- [TO BE DONE]: Offset each answer coordinate by 133 while rewriting only the records starting at the line that contains "Indicate the decorative" and ending at the last line of the records, with the requests kept in. Leave the numbers in the requests and their format samples unchanged.

- [RECORD EXCERPTS]:
════════════════

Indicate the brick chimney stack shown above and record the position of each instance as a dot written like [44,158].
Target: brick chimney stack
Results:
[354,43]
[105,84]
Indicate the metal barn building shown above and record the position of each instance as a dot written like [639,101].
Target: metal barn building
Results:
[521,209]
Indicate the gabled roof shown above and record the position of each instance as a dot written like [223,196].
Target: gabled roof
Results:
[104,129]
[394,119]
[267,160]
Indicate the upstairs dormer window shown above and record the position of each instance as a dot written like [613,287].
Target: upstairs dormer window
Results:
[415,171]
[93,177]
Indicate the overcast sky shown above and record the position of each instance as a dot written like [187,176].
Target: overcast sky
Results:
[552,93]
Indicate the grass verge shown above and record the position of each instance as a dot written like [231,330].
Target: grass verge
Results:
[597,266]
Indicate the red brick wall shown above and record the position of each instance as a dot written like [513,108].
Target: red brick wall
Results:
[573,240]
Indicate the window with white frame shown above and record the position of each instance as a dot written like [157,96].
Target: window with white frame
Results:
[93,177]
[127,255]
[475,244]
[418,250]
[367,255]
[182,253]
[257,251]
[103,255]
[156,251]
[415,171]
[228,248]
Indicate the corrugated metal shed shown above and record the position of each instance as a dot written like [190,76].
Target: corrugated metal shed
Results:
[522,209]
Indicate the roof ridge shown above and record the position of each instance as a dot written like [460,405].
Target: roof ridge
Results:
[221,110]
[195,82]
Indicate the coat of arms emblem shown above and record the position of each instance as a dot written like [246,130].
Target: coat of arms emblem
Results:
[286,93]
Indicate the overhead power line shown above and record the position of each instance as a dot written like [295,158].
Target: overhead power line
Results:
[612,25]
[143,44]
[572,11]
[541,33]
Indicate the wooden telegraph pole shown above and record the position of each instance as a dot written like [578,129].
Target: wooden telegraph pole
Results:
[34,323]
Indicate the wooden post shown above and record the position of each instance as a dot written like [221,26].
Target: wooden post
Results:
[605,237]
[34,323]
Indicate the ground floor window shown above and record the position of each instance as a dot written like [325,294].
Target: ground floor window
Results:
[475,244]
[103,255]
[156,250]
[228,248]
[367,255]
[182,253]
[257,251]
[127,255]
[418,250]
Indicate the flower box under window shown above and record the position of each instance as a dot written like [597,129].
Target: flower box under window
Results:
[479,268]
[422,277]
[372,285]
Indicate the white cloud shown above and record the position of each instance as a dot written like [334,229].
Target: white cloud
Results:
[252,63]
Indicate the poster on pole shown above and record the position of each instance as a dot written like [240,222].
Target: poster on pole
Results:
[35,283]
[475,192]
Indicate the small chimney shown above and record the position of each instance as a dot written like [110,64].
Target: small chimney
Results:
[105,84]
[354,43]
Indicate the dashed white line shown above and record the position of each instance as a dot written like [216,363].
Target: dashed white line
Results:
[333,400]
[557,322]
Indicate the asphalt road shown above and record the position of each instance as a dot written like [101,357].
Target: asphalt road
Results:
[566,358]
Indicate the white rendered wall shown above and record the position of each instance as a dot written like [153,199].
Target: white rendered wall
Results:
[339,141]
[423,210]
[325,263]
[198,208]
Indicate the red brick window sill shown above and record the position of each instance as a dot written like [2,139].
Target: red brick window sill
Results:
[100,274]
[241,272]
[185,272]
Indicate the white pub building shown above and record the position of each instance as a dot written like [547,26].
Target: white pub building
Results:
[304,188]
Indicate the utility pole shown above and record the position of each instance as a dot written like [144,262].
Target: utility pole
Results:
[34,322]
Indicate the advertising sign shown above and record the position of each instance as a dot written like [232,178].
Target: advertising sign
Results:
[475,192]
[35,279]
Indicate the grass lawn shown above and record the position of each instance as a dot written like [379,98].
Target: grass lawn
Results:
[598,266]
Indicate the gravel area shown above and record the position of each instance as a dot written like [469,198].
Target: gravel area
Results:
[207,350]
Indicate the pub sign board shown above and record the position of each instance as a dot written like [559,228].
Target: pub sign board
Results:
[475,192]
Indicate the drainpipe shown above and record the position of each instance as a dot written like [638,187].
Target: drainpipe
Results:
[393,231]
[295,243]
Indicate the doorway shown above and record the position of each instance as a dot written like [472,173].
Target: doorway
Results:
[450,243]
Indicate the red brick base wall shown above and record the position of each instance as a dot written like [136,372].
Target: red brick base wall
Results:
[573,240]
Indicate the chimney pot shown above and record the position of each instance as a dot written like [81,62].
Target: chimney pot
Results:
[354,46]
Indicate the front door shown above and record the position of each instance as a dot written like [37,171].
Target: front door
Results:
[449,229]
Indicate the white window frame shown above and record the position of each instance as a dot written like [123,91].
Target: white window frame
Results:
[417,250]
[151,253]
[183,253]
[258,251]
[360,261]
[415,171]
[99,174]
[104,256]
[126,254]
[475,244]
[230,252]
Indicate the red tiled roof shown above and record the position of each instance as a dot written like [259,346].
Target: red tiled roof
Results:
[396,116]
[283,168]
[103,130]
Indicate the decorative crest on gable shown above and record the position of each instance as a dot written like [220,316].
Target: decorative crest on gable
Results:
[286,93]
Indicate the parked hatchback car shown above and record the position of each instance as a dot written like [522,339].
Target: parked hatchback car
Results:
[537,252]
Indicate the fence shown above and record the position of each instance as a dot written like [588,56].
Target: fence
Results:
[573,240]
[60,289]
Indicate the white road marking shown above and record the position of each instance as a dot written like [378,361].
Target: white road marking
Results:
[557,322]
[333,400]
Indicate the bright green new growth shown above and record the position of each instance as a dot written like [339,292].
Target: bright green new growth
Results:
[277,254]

════════════════

- [TASK OUTPUT]:
Indicate the decorative crest on gable shown above and record the position of each instance as a dot written like [220,316].
Target: decorative crest on gable
Results:
[419,226]
Indicate the parked hatchback car shown above and record the position of each instance as a dot written like [522,339].
Target: parked hatchback car
Results:
[670,385]
Indicate the fence shown above and record the position of each instance as a dot written like [588,56].
Target: fence
Results:
[706,373]
[193,422]
Indicate the white road marking shown above and record the position of each instance as a dot written like [378,361].
Target: white road marking
Results:
[690,455]
[466,533]
Indicate the bright green new growth shown above and record the position of each instance as a dot written like [339,292].
Target: bright green new growth
Results:
[410,387]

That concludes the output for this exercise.